▸ **Exercise prompt**
Please give again the part of the material that opens with the line containing "Task: confirm every instance of the dorsal" and closes with the line containing "[[291, 321]]", swapping "fish body" for "fish torso" and leaving all else unchanged. Leave the pictures out of the answer.

# start of Information supplied

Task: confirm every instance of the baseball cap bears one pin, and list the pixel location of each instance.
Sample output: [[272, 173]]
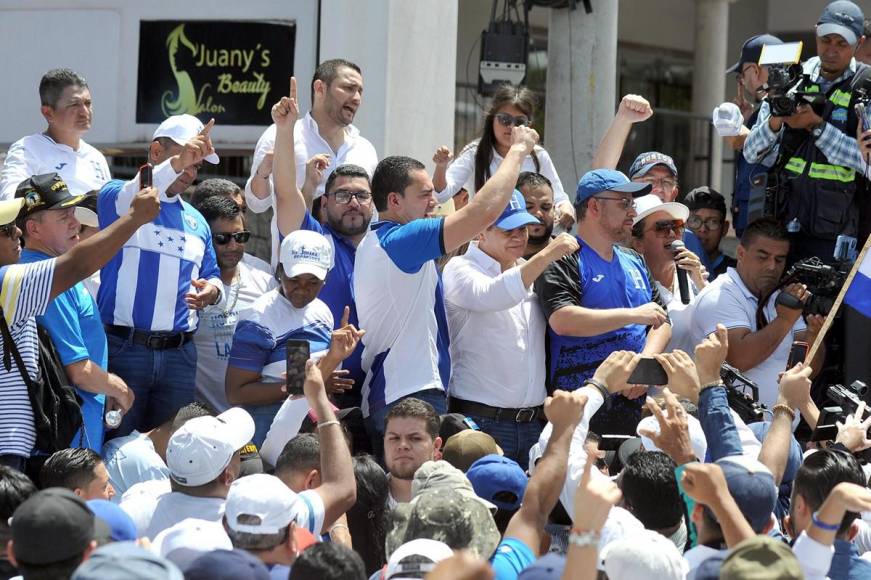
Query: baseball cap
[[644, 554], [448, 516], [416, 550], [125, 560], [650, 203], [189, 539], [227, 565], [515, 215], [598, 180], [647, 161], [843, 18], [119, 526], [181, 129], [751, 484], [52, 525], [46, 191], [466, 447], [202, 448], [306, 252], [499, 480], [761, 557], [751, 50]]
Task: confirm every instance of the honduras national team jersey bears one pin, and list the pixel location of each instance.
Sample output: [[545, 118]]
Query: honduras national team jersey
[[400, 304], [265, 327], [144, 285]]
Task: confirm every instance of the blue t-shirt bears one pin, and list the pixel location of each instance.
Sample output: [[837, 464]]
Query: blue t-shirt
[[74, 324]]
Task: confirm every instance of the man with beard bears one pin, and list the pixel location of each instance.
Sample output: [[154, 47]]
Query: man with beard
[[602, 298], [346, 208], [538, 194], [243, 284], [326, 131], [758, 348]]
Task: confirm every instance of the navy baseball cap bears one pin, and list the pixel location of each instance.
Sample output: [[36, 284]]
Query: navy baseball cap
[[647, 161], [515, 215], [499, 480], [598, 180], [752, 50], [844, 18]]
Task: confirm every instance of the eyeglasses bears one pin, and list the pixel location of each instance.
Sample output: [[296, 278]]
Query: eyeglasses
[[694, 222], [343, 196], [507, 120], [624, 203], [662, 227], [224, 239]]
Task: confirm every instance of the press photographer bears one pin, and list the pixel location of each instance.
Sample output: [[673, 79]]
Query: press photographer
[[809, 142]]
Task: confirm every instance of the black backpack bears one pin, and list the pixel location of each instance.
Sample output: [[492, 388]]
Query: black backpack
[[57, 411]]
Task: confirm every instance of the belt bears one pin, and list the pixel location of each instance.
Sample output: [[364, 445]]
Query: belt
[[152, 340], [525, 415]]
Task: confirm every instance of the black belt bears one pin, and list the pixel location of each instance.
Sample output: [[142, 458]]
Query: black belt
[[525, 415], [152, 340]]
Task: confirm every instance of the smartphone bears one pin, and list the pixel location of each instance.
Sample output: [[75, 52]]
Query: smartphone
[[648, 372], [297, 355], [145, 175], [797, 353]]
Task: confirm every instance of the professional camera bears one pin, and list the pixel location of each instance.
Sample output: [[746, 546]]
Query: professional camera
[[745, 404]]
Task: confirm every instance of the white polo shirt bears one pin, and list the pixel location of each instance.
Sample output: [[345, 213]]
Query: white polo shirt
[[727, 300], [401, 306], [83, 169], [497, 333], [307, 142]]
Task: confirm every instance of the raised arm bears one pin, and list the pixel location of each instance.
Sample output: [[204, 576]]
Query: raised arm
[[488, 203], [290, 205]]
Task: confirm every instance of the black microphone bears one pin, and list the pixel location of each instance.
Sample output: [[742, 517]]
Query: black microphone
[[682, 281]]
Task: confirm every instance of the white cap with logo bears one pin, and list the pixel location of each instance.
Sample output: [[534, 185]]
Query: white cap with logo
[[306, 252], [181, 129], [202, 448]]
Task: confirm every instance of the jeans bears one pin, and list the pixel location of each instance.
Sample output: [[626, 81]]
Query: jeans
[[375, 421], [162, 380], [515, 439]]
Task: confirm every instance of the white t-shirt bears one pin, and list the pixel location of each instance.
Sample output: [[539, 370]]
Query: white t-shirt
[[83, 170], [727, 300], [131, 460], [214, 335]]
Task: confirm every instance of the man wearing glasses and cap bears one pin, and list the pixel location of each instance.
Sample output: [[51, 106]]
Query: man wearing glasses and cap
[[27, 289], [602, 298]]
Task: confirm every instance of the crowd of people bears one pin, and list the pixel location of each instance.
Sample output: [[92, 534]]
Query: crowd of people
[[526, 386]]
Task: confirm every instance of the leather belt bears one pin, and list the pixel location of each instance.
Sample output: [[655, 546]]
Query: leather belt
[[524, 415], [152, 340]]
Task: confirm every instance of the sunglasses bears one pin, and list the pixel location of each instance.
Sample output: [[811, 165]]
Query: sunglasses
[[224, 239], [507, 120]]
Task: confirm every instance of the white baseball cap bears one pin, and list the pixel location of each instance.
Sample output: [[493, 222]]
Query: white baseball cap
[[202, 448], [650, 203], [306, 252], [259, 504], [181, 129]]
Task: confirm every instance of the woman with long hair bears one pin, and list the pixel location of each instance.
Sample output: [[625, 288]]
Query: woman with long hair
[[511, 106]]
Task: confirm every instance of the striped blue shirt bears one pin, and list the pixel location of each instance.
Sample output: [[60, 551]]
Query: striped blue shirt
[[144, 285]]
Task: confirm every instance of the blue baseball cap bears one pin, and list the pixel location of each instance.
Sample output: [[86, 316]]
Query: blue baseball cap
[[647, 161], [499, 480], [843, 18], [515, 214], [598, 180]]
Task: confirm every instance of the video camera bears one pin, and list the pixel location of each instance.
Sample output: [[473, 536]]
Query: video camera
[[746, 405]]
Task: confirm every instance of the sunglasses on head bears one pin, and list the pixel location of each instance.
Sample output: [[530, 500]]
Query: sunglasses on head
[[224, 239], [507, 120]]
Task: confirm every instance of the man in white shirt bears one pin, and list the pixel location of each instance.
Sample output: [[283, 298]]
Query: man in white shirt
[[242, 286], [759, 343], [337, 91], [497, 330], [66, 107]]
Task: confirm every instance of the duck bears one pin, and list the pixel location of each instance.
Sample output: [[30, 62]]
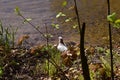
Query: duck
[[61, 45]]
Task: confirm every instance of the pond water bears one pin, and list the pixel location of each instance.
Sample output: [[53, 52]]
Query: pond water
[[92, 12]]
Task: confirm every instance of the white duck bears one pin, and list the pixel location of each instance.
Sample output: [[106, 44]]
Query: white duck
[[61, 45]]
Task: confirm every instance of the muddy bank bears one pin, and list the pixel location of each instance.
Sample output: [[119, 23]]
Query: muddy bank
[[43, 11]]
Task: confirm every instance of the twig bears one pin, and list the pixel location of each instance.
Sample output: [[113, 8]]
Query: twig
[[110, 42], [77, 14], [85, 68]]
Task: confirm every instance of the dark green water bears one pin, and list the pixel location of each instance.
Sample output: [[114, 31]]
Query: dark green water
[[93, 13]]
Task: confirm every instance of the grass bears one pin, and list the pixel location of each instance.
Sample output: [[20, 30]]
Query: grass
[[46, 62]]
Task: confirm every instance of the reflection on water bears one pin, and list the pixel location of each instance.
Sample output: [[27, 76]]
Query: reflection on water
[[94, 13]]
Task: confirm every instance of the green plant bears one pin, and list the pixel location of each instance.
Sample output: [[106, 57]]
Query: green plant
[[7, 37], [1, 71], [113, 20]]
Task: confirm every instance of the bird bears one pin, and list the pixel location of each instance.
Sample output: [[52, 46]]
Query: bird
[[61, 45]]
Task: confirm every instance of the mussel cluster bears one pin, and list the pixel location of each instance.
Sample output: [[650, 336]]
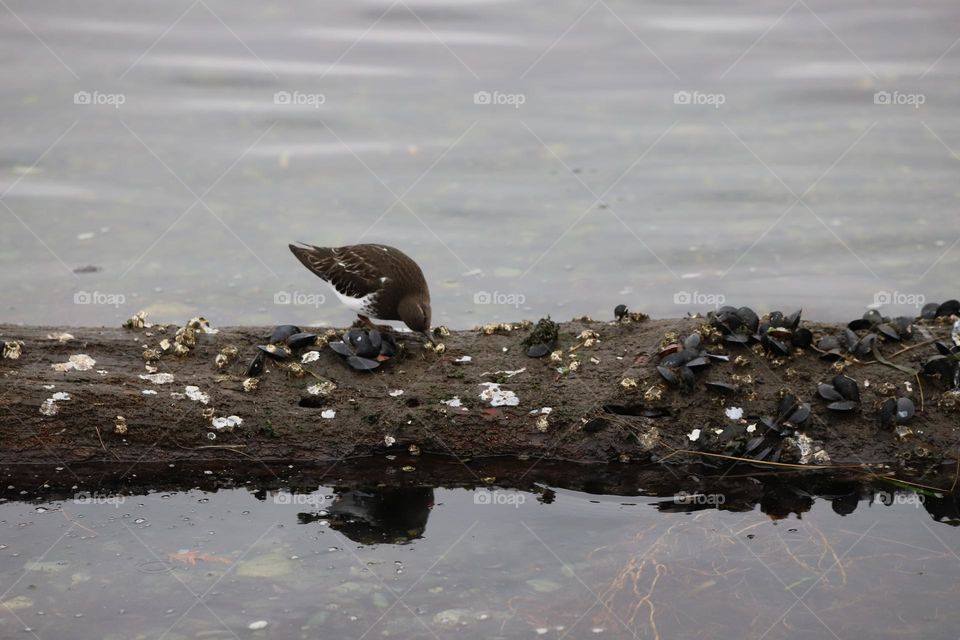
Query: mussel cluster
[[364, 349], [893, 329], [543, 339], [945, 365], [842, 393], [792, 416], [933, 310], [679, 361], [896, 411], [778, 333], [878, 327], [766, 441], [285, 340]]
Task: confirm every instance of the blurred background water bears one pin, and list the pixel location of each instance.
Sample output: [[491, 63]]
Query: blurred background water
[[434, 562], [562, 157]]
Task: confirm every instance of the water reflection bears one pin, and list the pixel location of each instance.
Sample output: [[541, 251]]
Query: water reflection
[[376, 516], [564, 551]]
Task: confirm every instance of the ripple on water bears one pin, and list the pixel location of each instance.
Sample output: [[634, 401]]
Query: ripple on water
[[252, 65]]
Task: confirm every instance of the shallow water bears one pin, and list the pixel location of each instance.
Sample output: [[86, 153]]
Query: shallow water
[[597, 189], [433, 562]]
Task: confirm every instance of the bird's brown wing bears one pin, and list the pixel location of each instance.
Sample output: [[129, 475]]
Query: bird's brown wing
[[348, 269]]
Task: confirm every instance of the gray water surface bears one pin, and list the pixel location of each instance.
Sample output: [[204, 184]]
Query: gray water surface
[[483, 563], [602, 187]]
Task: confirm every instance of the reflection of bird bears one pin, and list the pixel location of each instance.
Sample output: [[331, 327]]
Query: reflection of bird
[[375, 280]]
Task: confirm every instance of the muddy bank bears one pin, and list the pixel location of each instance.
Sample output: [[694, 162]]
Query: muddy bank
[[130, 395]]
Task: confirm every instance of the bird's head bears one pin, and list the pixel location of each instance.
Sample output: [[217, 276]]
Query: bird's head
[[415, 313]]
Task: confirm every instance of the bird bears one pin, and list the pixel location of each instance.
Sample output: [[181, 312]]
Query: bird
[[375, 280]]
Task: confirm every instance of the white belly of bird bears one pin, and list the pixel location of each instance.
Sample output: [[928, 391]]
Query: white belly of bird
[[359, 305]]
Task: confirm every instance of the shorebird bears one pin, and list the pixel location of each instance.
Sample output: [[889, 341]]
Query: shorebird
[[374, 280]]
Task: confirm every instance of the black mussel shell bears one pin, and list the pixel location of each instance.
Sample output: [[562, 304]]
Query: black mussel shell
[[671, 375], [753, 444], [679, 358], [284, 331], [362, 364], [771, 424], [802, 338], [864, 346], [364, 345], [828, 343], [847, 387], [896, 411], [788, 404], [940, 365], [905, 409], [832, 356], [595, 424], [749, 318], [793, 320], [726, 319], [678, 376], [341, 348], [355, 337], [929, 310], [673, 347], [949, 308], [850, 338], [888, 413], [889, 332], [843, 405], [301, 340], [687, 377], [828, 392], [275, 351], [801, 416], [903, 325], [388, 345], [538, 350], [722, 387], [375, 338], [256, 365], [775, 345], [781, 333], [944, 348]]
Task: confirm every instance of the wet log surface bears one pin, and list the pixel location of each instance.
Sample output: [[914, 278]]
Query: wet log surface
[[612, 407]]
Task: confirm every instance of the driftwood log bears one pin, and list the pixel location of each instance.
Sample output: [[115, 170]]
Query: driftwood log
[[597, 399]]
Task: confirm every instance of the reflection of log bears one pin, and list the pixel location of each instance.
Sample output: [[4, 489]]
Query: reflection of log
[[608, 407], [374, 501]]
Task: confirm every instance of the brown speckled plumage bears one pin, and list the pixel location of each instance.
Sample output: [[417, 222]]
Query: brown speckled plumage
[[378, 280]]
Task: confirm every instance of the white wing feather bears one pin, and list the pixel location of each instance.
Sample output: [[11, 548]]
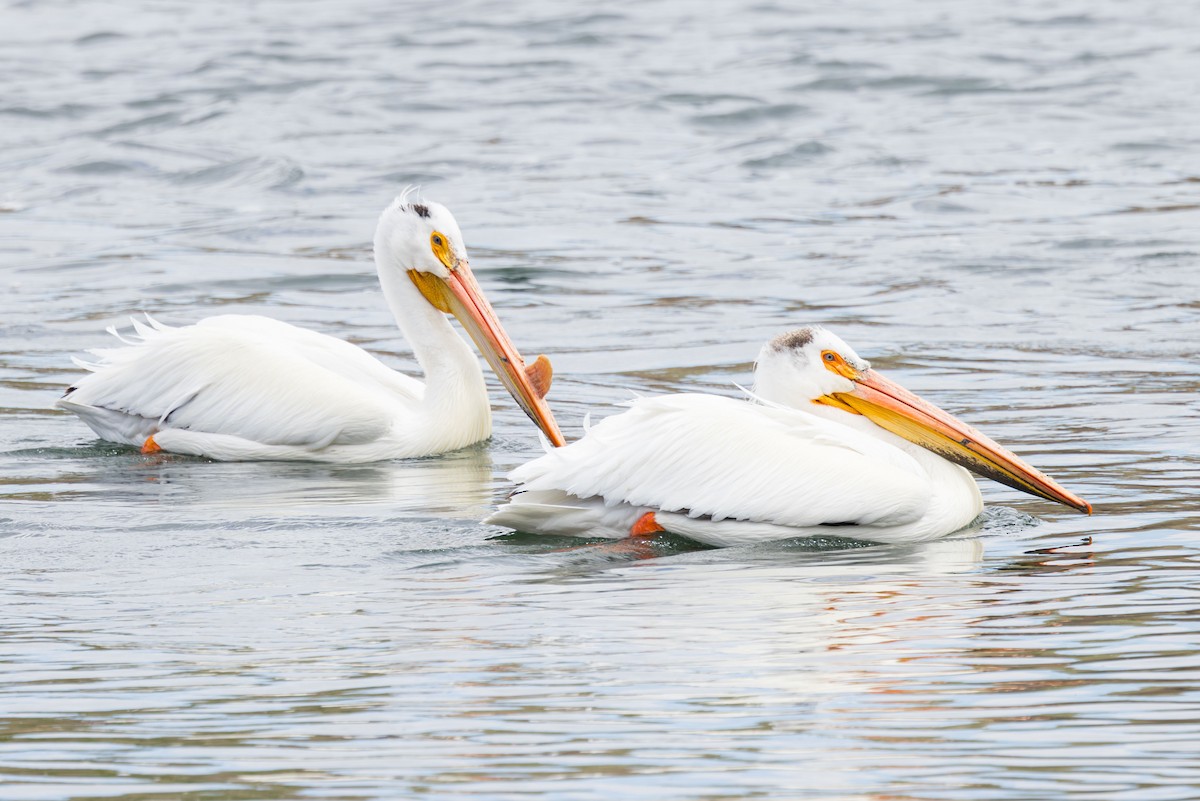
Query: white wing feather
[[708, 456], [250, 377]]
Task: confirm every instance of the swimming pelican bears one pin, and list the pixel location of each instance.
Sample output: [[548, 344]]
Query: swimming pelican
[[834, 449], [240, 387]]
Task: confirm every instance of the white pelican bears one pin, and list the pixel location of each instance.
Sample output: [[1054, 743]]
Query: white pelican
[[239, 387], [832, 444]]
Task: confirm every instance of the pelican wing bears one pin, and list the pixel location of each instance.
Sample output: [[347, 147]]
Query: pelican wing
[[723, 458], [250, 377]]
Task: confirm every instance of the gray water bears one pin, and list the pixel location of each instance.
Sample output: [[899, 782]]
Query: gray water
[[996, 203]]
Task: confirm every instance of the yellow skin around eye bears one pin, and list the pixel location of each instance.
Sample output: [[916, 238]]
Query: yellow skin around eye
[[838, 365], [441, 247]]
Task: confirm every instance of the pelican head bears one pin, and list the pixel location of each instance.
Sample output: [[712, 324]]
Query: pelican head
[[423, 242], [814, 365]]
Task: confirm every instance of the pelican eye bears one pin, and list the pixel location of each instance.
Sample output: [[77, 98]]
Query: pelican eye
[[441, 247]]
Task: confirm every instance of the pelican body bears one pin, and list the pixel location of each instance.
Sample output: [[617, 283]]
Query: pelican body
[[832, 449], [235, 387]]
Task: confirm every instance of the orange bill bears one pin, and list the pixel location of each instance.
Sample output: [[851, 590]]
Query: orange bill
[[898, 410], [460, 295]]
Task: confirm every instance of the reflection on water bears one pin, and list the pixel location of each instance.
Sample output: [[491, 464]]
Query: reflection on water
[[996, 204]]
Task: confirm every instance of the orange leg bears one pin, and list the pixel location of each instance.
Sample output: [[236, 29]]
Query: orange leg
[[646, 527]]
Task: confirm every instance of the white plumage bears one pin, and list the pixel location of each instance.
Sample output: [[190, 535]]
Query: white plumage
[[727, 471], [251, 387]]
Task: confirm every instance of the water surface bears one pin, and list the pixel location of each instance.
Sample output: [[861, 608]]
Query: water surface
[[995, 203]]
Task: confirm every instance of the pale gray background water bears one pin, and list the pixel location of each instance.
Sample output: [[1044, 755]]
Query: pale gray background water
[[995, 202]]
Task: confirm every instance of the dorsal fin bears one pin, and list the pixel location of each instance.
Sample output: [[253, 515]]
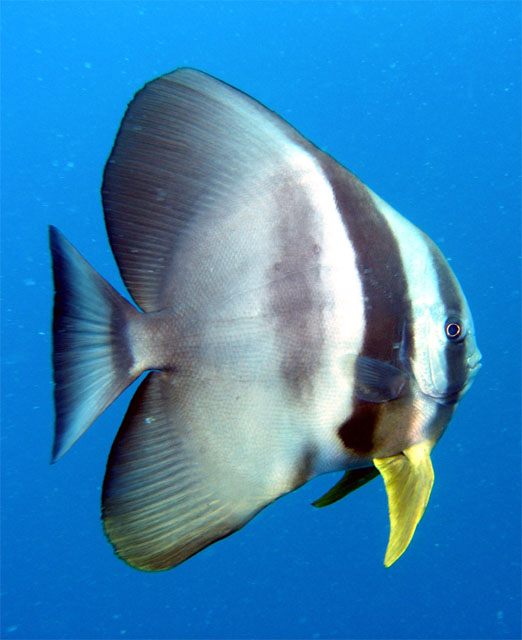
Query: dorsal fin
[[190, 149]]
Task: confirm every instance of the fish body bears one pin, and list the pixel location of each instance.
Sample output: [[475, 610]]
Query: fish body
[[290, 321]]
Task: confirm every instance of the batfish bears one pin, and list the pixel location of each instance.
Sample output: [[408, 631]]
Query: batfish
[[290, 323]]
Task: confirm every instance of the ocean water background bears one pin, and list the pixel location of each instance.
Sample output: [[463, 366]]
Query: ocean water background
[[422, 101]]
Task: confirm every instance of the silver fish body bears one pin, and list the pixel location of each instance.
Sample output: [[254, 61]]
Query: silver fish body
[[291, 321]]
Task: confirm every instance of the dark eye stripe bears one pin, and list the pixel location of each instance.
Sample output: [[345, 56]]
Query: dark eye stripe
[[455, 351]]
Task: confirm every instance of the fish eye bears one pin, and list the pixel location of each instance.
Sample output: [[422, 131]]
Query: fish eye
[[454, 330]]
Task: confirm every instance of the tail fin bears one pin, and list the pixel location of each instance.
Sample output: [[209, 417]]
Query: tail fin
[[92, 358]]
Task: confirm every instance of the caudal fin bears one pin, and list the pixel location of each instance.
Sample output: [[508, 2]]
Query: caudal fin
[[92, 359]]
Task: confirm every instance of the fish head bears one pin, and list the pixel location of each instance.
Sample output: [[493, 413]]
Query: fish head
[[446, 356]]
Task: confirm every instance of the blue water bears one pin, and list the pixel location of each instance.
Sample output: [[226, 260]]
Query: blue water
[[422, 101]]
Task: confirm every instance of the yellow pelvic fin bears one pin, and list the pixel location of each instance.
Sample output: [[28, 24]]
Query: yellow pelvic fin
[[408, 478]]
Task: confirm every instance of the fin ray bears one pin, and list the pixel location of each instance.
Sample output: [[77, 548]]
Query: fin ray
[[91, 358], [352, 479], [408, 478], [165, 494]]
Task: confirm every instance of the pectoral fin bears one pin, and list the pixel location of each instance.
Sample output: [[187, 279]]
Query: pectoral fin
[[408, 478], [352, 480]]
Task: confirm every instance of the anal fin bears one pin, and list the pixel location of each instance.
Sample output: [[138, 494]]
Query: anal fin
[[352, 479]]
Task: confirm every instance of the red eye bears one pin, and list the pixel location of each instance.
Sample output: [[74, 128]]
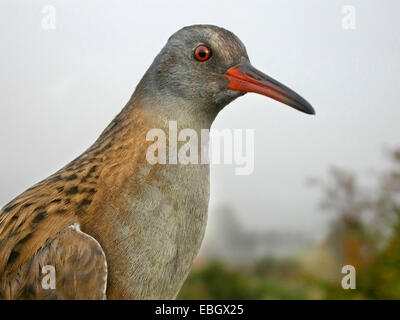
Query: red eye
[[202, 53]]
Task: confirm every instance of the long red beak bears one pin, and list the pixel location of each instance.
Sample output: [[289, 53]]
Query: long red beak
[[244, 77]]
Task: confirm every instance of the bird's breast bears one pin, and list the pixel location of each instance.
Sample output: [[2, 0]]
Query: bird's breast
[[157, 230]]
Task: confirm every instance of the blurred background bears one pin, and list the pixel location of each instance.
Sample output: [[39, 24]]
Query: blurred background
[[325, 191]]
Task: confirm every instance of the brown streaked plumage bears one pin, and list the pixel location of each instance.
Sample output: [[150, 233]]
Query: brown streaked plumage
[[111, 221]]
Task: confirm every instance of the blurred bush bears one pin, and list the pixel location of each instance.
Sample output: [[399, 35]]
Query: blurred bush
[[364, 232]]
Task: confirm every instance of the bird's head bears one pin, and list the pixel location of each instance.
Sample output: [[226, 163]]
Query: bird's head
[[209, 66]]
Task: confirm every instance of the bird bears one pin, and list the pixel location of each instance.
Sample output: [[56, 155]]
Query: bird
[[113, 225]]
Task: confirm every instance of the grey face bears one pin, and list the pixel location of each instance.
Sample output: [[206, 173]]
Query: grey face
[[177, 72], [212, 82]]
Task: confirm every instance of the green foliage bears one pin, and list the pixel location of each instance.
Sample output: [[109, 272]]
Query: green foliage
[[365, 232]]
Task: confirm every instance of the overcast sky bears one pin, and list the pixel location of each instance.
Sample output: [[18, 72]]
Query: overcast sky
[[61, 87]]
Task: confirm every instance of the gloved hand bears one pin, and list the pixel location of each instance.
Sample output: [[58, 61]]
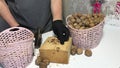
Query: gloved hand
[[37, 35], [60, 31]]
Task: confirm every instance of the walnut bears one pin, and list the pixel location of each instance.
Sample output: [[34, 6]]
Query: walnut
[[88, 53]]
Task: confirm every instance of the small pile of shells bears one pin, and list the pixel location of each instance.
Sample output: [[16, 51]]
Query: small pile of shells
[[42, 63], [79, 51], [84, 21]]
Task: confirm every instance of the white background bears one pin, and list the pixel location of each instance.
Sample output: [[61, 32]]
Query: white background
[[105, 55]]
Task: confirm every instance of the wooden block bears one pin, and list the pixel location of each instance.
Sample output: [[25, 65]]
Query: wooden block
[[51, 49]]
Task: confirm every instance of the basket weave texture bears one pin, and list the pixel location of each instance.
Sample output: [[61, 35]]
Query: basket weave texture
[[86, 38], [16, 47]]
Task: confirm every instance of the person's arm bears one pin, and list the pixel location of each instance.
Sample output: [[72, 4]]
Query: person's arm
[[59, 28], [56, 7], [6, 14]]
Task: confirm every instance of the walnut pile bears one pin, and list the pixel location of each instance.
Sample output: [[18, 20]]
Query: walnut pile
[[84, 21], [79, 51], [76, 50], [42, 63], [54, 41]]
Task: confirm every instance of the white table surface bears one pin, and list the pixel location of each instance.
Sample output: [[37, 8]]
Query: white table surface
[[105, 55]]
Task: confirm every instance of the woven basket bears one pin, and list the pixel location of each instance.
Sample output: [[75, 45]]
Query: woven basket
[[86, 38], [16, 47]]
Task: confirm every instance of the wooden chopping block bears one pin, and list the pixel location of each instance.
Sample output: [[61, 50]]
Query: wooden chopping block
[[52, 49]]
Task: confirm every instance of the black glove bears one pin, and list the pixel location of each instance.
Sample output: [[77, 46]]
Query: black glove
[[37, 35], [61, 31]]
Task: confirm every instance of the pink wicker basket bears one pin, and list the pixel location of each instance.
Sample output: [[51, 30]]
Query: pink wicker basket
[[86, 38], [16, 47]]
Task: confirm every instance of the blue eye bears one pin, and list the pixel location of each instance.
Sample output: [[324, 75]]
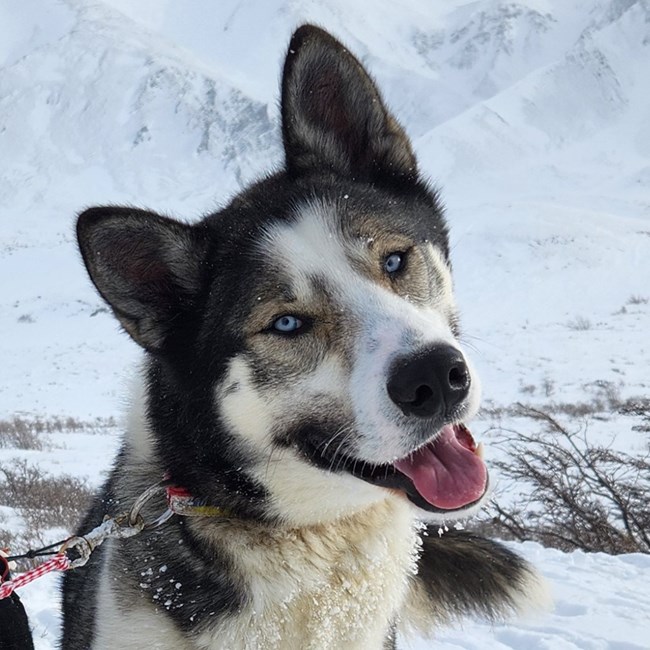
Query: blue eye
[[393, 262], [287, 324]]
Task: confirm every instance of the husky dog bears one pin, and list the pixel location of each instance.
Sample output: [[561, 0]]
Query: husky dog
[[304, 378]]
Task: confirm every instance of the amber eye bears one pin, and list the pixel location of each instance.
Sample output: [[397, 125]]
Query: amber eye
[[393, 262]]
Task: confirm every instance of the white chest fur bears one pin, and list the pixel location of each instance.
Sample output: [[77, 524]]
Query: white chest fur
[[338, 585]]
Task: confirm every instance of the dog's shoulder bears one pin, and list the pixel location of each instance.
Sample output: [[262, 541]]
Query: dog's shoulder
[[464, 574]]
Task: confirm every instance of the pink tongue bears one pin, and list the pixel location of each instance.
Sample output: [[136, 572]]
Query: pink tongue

# end of Information supplied

▸ **Output of the task**
Task: confirm every instance of the dorsal fin bears one pin, and list the pixel location of each instance.
Sample output: [[253, 515]]
Query: dorsal fin
[[190, 149]]
Task: confirm every instance of the fish torso bears one pin, and list the pixel location of each instance.
Sample output: [[475, 610]]
Query: fish torso
[[290, 321]]
Task: confirm every instance of the batfish bears one pin, and list the pixel location of each instance.
Sample output: [[408, 631]]
Query: batfish
[[290, 323]]
Task: confirm every instance of the ocean water background bears one pin, and list the pixel location of each instance.
Sample output: [[463, 366]]
Query: ocean water background
[[422, 101]]
Task: confirm every instance of the silver fish torso bears one pin, and list the pixel location of each instance.
Sample output: [[254, 61]]
Query: silver fish torso
[[291, 321]]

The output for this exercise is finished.